SUPPLIED TEXT >>

# # # #

Unpleasant truths, Douglas Lloyd Jenkins

Theo Schoon: A Biography
Damian Skinner
Massey University Press, $60.00,
ISBN 9780995100176

Hudson and Halls: The Food of Love
Joanne Drayton
Otago University Press, $50.00,
ISBN 9781988531267

There has long been an uneasiness on the part of local biographers when it comes to homosexual subjects. In literary terms, this can be traced to Michael King’s Frank Sargeson: A Life (1995), the first major biography of this type. King, then not yet a literary biographer, but a consummate researcher of Māori subject matter, demonstrated the standard Kiwi male’s distaste for homosexuality. The result was a tepid and unsatisfying work that has done Sargeson’s cultural longevity no favours. Without any active influential queer voice to argue the contrary, Sargeson entered the canon of modern biography, and King was lauded as the nation’s literary biographer.

New Zealanders struggle with the notion of pleasure and even more so with the idea of sexual pleasure. Biographers prefer to leave sex and sexuality out. It is as if the sexual being and the intellectual being are two different and wholly separable entities, one nice, one nasty, and if you can’t write nice – well, don’t write at all. Divorcing gay men from sexual expression denies the essence of what it is to be homosexual, but also serves the interests of those who choose to depict gay men as lonely, sad and somehow incomplete. Regardless of sexual preference, the more famous the figure, the further the biographer stands from the bedroom door. Composer Douglas Lilburn, or non-queer figures with strong sexual appetites, including Rita Angus and Peter McLeavey, subjects of recent biographies written in established modes, are, as a result, less than fully rendered.

In defence of local biographers, gay men and, in particular, 20th-century ones, seldom make co-operative subjects. Survival meant covering your tracks. Those who had the courage to leave honest accounts of their lives have too often suffered at the hands of homophobic executors. Pages mysteriously torn from the diaries of homosexual poet Charles Brasch, or the destruction of the homoerotic negatives of photographer Gerald Jones being cases in point. You are left, as in the case of Brasch, not only with a dry, unpalatable husk, but with miswritten history.

# # # #

RAW DATA >>
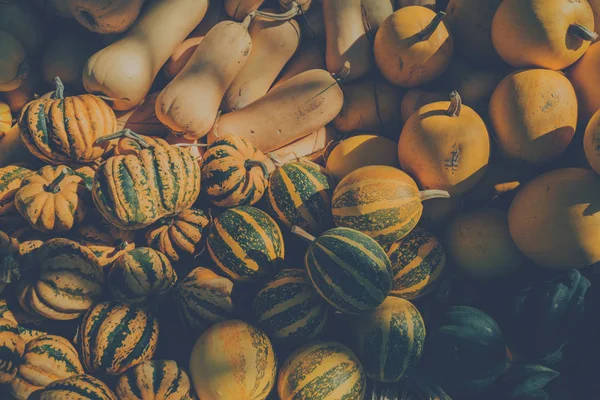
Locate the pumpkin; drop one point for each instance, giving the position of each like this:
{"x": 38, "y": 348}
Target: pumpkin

# # # #

EXERCISE 1 >> Can you turn the paragraph in the biography review above that begins "In defence of local biographers" into a short bulleted list that keeps its main facts?
EXERCISE 2 >> How would you say this sentence from the biography review in French: "Biographers prefer to leave sex and sexuality out."
EXERCISE 3 >> Could you carry the review of the Theo Schoon and Hudson and Halls biographies forward from its final paragraph?

TASK OUTPUT 1 >>
- Gay men, especially in the 20th century, seldom make co-operative subjects, because survival meant covering their tracks.
- Those who left honest accounts of their lives have often suffered at the hands of homophobic executors.
- Examples: pages torn from the diaries of poet Charles Brasch, and the destruction of photographer Gerald Jones's homoerotic negatives.
- The result, as with Brasch, is a dry, unpalatable husk and miswritten history.

TASK OUTPUT 2 >> Les biographes préfèrent laisser de côté le sexe et la sexualité.

TASK OUTPUT 3 >>
Four new biographies, of artists Theo Schoon and Douglas MacDairmid, television personalities Peter Hudson and David Halls, and drag starlet Mika, range from the scholarly to the vainglorious. The most interesting of these, Theo Schoon: A Biography by Damian Skinner and Hudson and Halls: The Food of Love by Joanne Drayton, come from writers less inclined to see homosexuality as something essentially distasteful.

Schoon, although not a great artist, was an important thinker, as central to the development of 20th-century New Zealand art and design as a dedicated and resolute outsider could possibly be. Schoon crops up everywhere as an innovator in dance, painting, printmaking, photography, pottery, jewellery and gourd carving, but is perhaps most widely known for his promotion of Māori rock art and his influence on the painting of Gordon Walters. Skinner brings an impressive level of research and order to Schoon’s many achievements but, early on, when he describes him as a man with “few romantic or sexual partners”, one is immediately wary.

Arriving in Christchurch from Java in 1939, Schoon, striking, foreign, and obviously queer (think Quentin Crisp), stood out like a peacock in the henhouse or, as he preferred, the pigsty. Schoon’s initial impact was as a demonstrator of Javanese dance, performing bare-chested wearing a turban with “rich fabrics gathered around his waist”. In 1940, he appeared at a patriotic fundraiser organised by the Canterbury Students’ Association. Well-meaning, the programme was entirely wrong for an audience of university hearties. Schoon “had them guessing for a while, until they decided that he must be funny … and became a vast congregation of puling infants.” Seeking a reaction, Schoon singled out “three fat ladies” in the front row – “they grunt, they snort, they are peegs.” Although we might now side with Schoon, the talented gay artist set against a philistine crowd, that description, published in the Christchurch Press, did nothing to endear him to the locals. The broader relationship never improved. In time, Schoon came to loathe New Zealand and all it stood for, eventually choosing self-imposed exile in Australia. 

One of the problems facing Skinner is that Schoon, crucially important though he might be, was a deeply unpleasant human being. He was arrogant, thoughtless, ungrateful, dismissive, compulsive and, to cap it off, he had little interest in personal hygiene. Schoon was particularly tactless, falling out most dramatically with those inclined to help him. His critique of potter Helen Mason as someone who “hasn’t got a clue” may have the ring of truth about it, but it was a cruel thing to write while her long-term guest, refusing to eat the food Mason cooked and making almost no other contribution, other than giving her work a critical thrashing.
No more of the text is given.